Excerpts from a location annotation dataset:

※ ※ ※

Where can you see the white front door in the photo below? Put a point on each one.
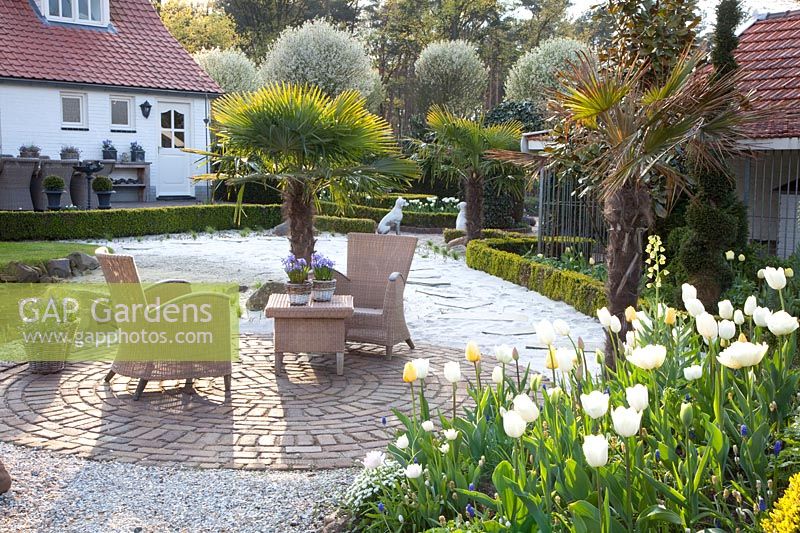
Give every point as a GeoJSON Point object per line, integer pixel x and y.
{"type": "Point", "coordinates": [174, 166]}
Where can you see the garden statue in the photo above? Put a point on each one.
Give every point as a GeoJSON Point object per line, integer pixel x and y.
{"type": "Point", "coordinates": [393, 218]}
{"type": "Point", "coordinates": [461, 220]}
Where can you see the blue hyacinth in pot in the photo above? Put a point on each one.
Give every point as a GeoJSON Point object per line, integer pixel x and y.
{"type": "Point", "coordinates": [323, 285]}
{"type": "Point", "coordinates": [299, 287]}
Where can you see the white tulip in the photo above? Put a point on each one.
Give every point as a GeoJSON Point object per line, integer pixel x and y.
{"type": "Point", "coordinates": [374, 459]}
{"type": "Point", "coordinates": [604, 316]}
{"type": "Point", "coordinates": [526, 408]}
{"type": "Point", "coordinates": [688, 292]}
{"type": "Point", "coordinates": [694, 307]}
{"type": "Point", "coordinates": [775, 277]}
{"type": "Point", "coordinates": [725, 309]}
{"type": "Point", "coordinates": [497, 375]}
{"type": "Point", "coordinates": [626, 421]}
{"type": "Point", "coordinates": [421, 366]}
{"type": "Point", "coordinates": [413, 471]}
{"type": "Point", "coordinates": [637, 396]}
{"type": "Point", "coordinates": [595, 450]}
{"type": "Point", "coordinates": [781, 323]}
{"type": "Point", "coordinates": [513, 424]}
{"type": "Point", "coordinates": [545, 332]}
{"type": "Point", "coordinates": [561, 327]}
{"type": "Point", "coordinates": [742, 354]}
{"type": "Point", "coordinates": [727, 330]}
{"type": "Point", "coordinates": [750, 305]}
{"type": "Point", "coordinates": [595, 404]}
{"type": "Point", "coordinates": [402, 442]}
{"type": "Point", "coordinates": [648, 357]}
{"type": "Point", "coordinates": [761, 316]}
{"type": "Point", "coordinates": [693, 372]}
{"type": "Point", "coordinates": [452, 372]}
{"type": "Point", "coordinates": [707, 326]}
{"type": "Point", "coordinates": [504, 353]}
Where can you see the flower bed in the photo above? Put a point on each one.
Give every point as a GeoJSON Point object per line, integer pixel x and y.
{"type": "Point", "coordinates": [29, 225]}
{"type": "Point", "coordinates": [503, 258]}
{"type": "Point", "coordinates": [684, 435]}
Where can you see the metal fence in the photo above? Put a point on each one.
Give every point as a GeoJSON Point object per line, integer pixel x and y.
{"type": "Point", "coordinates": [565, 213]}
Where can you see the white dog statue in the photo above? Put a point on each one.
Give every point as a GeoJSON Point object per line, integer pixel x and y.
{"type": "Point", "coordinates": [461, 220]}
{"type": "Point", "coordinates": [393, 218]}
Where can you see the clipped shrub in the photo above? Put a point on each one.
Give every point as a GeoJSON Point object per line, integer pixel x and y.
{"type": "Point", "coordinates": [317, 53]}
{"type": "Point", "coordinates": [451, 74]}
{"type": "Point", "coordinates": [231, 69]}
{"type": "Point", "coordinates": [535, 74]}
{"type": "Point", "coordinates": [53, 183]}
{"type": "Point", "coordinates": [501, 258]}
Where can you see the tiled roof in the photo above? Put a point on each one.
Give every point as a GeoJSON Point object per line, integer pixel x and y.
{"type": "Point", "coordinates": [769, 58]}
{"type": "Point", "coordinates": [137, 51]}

※ ※ ※

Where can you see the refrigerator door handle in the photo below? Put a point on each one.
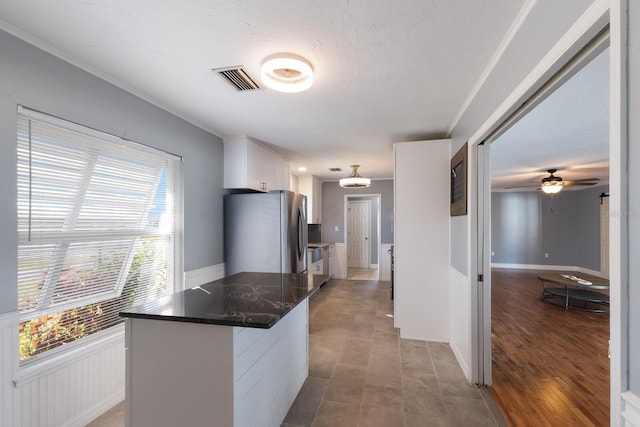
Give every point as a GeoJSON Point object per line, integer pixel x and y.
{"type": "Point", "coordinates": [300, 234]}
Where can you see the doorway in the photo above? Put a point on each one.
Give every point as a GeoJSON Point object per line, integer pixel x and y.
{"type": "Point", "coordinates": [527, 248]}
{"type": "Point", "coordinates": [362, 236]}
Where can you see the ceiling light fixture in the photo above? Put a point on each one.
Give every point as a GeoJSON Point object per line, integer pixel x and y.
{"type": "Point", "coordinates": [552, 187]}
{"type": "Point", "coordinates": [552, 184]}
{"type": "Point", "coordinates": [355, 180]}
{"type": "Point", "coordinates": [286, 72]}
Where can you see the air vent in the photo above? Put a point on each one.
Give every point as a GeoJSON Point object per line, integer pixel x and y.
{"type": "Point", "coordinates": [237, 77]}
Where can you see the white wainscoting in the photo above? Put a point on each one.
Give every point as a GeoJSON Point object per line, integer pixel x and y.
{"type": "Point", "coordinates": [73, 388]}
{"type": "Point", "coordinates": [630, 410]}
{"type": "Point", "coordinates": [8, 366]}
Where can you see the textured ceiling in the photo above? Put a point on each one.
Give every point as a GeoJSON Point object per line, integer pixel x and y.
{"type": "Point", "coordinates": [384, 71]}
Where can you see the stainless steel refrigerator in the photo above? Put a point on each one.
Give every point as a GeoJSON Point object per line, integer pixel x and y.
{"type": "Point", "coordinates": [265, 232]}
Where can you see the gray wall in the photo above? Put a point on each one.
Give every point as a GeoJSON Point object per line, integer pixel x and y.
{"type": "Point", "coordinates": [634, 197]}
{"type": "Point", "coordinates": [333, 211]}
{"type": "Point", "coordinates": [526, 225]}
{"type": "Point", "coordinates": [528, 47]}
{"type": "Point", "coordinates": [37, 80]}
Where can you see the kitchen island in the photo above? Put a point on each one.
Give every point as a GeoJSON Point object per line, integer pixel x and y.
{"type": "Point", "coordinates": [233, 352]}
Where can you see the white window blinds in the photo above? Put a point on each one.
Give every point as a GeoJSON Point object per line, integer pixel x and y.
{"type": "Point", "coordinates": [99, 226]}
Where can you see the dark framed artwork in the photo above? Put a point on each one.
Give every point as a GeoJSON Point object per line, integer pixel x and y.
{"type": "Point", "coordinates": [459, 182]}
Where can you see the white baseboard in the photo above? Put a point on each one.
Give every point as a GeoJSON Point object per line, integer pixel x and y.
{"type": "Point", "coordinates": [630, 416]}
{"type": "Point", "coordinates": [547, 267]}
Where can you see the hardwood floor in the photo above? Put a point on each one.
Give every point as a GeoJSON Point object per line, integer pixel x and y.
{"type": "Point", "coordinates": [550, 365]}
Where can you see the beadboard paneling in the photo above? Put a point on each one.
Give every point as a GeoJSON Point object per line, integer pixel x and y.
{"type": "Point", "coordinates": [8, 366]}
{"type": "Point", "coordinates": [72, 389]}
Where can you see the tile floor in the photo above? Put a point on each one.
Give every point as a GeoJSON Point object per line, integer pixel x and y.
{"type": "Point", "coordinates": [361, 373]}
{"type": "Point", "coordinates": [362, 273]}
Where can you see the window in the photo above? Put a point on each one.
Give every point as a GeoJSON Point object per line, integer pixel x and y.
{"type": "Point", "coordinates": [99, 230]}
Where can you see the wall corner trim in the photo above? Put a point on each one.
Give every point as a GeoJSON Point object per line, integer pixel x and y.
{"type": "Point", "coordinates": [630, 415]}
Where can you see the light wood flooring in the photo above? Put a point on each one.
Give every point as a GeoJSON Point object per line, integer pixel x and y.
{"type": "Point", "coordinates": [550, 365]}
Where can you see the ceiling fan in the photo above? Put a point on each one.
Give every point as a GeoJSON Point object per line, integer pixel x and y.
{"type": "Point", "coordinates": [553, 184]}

※ ※ ※

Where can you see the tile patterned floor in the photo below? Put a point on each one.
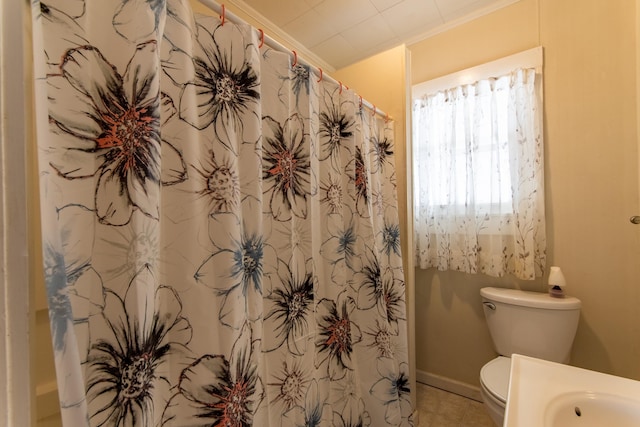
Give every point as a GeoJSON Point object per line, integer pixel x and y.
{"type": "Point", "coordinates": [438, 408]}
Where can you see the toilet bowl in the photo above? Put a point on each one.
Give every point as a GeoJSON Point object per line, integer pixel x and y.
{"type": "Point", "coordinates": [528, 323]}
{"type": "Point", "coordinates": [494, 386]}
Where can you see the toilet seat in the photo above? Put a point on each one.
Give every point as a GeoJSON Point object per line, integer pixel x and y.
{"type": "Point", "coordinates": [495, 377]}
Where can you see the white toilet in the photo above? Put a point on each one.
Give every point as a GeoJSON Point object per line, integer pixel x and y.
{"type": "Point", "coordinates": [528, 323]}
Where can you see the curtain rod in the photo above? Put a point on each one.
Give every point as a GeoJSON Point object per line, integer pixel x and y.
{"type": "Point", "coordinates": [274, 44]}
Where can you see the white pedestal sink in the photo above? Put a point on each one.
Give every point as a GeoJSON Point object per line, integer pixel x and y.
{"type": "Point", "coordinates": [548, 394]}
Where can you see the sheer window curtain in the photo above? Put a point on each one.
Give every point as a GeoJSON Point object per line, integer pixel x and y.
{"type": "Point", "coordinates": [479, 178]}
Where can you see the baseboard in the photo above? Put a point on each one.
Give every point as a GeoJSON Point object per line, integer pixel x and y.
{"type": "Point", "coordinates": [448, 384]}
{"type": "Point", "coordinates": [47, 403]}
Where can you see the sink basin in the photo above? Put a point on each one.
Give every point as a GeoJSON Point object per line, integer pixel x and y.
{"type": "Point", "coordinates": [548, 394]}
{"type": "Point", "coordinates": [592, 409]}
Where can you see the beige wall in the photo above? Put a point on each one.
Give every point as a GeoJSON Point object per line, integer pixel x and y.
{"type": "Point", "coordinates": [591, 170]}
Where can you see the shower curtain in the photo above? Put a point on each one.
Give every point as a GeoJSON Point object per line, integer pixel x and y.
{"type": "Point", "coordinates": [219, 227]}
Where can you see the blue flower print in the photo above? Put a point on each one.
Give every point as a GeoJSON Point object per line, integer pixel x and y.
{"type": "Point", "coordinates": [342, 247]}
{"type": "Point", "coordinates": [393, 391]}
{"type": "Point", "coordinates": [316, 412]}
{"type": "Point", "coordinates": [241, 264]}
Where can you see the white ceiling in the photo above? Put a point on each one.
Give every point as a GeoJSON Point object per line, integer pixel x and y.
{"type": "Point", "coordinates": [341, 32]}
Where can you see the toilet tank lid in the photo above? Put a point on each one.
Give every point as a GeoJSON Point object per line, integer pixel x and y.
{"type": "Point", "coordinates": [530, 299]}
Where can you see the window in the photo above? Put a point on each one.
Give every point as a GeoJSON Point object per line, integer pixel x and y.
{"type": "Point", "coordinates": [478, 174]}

※ ※ ※

== TASK OBJECTIVE ==
Gather every line of the rows above that contains the word "flower", matching case exactly.

== RESULT ==
Where can you see the flower bed in the photo above? Put a point on each one.
Where can you see the blue flower print in the photo above? Put a point on each one.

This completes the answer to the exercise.